◆ **What the exercise asks**
When you reach the line in the data below that contains "x=220, y=137", please start repeating lines exactly, and stop after the line that contains "x=221, y=362", repeating nothing else.

◆ **Data to examine**

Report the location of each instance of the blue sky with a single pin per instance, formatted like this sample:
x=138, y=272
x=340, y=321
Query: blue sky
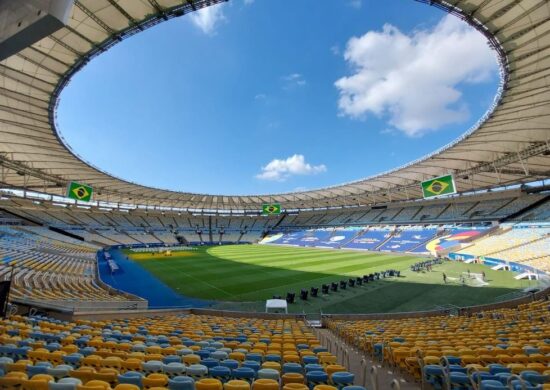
x=251, y=97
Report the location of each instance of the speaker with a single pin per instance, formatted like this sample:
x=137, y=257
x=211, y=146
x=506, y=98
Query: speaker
x=290, y=297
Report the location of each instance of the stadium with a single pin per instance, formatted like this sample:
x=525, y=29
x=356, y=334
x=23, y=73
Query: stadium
x=430, y=275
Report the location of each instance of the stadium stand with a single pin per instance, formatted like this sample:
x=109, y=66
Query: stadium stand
x=508, y=237
x=472, y=350
x=175, y=351
x=54, y=269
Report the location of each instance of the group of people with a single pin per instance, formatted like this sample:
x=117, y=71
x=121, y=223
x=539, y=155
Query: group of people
x=426, y=265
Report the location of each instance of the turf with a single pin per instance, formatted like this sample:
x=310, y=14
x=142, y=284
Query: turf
x=243, y=276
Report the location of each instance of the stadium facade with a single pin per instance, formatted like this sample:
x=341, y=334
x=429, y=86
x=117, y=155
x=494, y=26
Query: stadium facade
x=509, y=145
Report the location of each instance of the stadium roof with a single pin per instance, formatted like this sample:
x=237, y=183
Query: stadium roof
x=510, y=144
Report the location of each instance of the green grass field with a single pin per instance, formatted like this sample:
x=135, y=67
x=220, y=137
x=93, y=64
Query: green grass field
x=241, y=277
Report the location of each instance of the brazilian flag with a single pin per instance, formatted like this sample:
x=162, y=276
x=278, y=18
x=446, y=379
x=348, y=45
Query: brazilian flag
x=78, y=191
x=443, y=185
x=271, y=209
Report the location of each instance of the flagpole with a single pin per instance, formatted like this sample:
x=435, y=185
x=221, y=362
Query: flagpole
x=8, y=294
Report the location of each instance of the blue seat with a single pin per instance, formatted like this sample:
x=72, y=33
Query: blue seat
x=453, y=359
x=272, y=358
x=219, y=355
x=251, y=364
x=65, y=384
x=171, y=359
x=203, y=353
x=254, y=357
x=174, y=369
x=310, y=360
x=459, y=380
x=38, y=368
x=210, y=362
x=534, y=377
x=197, y=371
x=292, y=367
x=314, y=378
x=495, y=368
x=230, y=363
x=152, y=367
x=4, y=361
x=268, y=373
x=53, y=347
x=221, y=373
x=181, y=383
x=342, y=379
x=131, y=378
x=244, y=373
x=60, y=371
x=458, y=368
x=314, y=367
x=492, y=385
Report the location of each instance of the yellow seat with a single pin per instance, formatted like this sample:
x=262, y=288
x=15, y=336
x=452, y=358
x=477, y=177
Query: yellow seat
x=94, y=385
x=208, y=384
x=292, y=377
x=295, y=386
x=154, y=380
x=236, y=385
x=37, y=382
x=126, y=386
x=20, y=365
x=264, y=384
x=13, y=380
x=331, y=369
x=238, y=356
x=191, y=359
x=85, y=374
x=131, y=364
x=272, y=365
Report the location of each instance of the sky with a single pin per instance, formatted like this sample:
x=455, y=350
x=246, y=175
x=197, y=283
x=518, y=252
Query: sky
x=250, y=97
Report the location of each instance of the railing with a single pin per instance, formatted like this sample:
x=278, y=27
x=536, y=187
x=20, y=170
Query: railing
x=72, y=306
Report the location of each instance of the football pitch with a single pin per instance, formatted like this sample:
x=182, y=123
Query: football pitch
x=242, y=277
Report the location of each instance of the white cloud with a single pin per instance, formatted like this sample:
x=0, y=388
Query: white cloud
x=412, y=80
x=280, y=170
x=294, y=80
x=208, y=18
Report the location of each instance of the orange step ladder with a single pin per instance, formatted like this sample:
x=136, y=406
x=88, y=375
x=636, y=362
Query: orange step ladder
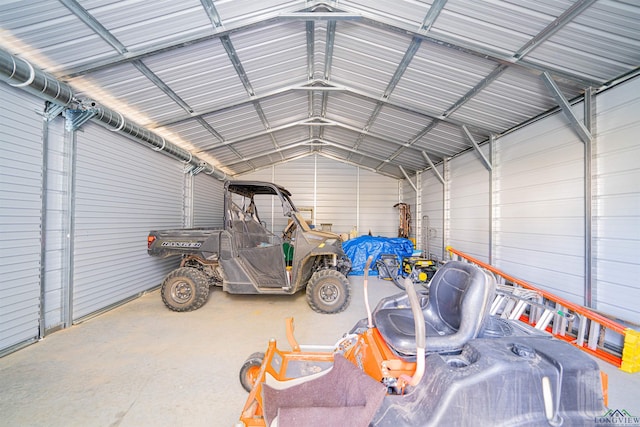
x=578, y=325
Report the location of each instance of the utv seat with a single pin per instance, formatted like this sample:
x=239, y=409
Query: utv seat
x=460, y=297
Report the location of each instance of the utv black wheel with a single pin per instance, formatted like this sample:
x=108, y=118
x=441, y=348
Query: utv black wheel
x=185, y=289
x=250, y=370
x=328, y=291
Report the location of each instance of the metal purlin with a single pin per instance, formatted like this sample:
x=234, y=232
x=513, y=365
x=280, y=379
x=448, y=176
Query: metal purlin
x=19, y=73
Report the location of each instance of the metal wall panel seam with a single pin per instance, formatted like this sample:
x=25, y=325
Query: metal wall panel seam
x=43, y=223
x=71, y=142
x=590, y=286
x=446, y=206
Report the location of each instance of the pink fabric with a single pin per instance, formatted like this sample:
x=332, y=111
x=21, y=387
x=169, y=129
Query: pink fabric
x=345, y=396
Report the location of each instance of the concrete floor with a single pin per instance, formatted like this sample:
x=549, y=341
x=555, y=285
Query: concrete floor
x=144, y=365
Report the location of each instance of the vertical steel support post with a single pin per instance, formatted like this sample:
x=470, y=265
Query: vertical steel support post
x=590, y=253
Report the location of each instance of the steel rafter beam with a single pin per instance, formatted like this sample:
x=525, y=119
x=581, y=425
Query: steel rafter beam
x=407, y=178
x=482, y=52
x=433, y=167
x=556, y=25
x=486, y=161
x=578, y=126
x=162, y=85
x=212, y=13
x=237, y=65
x=325, y=86
x=453, y=43
x=497, y=72
x=431, y=16
x=82, y=14
x=413, y=140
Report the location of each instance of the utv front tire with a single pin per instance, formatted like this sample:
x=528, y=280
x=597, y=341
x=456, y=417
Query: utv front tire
x=250, y=370
x=185, y=289
x=328, y=291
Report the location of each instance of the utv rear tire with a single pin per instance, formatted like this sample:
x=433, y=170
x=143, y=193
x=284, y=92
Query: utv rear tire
x=250, y=369
x=328, y=291
x=185, y=289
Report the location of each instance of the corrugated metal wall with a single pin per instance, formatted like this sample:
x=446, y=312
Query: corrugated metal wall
x=57, y=226
x=208, y=201
x=340, y=194
x=432, y=218
x=336, y=195
x=469, y=208
x=378, y=194
x=617, y=209
x=540, y=206
x=20, y=216
x=123, y=190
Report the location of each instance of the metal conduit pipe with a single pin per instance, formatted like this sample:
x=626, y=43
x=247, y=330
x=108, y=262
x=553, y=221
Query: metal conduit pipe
x=18, y=72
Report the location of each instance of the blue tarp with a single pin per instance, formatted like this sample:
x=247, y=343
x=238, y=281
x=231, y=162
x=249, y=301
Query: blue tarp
x=359, y=249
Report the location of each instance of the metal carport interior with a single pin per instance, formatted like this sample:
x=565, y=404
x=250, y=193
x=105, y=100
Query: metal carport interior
x=393, y=87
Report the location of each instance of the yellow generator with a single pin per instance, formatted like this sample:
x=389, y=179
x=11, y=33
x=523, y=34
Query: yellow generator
x=420, y=270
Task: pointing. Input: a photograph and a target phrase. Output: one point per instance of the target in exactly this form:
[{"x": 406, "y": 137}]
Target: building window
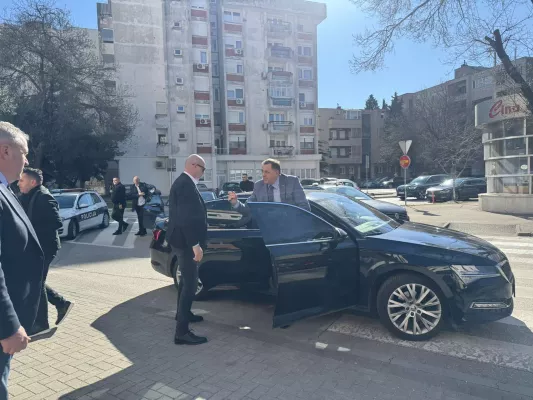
[{"x": 107, "y": 35}]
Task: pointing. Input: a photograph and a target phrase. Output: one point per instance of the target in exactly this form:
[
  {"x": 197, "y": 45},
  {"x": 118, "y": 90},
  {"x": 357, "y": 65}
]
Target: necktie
[{"x": 270, "y": 193}]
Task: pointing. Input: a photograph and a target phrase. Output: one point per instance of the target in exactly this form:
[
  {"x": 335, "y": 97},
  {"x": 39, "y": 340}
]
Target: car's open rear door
[{"x": 316, "y": 264}]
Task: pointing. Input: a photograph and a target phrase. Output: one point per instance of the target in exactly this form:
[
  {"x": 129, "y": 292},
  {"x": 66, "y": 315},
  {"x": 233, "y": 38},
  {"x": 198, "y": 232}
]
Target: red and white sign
[{"x": 405, "y": 161}]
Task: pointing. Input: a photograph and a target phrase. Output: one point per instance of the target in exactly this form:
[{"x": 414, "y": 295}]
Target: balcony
[
  {"x": 279, "y": 102},
  {"x": 237, "y": 127},
  {"x": 283, "y": 127},
  {"x": 280, "y": 77},
  {"x": 232, "y": 28},
  {"x": 199, "y": 67},
  {"x": 282, "y": 151},
  {"x": 199, "y": 41},
  {"x": 203, "y": 123},
  {"x": 279, "y": 29},
  {"x": 307, "y": 129},
  {"x": 280, "y": 53},
  {"x": 162, "y": 150},
  {"x": 235, "y": 53},
  {"x": 236, "y": 102},
  {"x": 198, "y": 15},
  {"x": 235, "y": 77},
  {"x": 306, "y": 105},
  {"x": 201, "y": 97}
]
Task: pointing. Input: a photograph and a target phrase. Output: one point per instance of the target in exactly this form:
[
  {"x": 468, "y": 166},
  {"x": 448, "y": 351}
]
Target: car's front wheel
[
  {"x": 201, "y": 290},
  {"x": 411, "y": 307}
]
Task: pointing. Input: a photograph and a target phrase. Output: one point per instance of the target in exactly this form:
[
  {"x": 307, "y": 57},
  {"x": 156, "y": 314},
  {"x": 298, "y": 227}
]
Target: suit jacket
[
  {"x": 119, "y": 195},
  {"x": 187, "y": 225},
  {"x": 43, "y": 212},
  {"x": 21, "y": 267},
  {"x": 291, "y": 192}
]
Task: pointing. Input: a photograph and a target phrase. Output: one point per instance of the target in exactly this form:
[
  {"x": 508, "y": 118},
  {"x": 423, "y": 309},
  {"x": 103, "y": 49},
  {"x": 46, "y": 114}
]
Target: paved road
[{"x": 117, "y": 343}]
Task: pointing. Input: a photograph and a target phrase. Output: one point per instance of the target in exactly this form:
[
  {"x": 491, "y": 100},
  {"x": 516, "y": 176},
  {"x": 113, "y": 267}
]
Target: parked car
[
  {"x": 345, "y": 254},
  {"x": 465, "y": 188},
  {"x": 393, "y": 211},
  {"x": 80, "y": 210},
  {"x": 418, "y": 186},
  {"x": 229, "y": 187}
]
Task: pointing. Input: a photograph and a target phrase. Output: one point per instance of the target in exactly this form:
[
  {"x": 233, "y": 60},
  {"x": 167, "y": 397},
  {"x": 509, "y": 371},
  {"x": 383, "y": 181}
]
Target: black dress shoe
[{"x": 190, "y": 339}]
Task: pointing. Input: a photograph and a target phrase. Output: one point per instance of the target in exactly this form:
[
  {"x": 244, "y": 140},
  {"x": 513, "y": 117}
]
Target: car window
[
  {"x": 65, "y": 202},
  {"x": 95, "y": 198},
  {"x": 307, "y": 226},
  {"x": 85, "y": 199},
  {"x": 364, "y": 219}
]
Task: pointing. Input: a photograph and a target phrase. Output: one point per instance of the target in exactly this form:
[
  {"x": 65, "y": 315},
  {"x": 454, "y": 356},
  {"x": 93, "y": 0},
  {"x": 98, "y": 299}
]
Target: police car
[{"x": 80, "y": 210}]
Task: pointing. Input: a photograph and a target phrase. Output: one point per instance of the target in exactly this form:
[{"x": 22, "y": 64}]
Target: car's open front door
[{"x": 316, "y": 264}]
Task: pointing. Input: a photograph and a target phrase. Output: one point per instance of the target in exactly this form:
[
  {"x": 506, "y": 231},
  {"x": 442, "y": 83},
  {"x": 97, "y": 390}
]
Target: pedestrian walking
[
  {"x": 43, "y": 212},
  {"x": 140, "y": 192},
  {"x": 118, "y": 198},
  {"x": 187, "y": 234},
  {"x": 21, "y": 256}
]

◆ **Solution to this task**
x=220, y=137
x=93, y=64
Query: green grass field
x=241, y=277
Report the location of each instance of the brazilian flag with a single pin per instance, formatted like this sample:
x=162, y=276
x=278, y=18
x=446, y=379
x=348, y=45
Query: brazilian flag
x=78, y=191
x=443, y=185
x=271, y=209
Report the location of each instance of the flagpole with a single pin per instance, formatted like this sample:
x=435, y=185
x=221, y=362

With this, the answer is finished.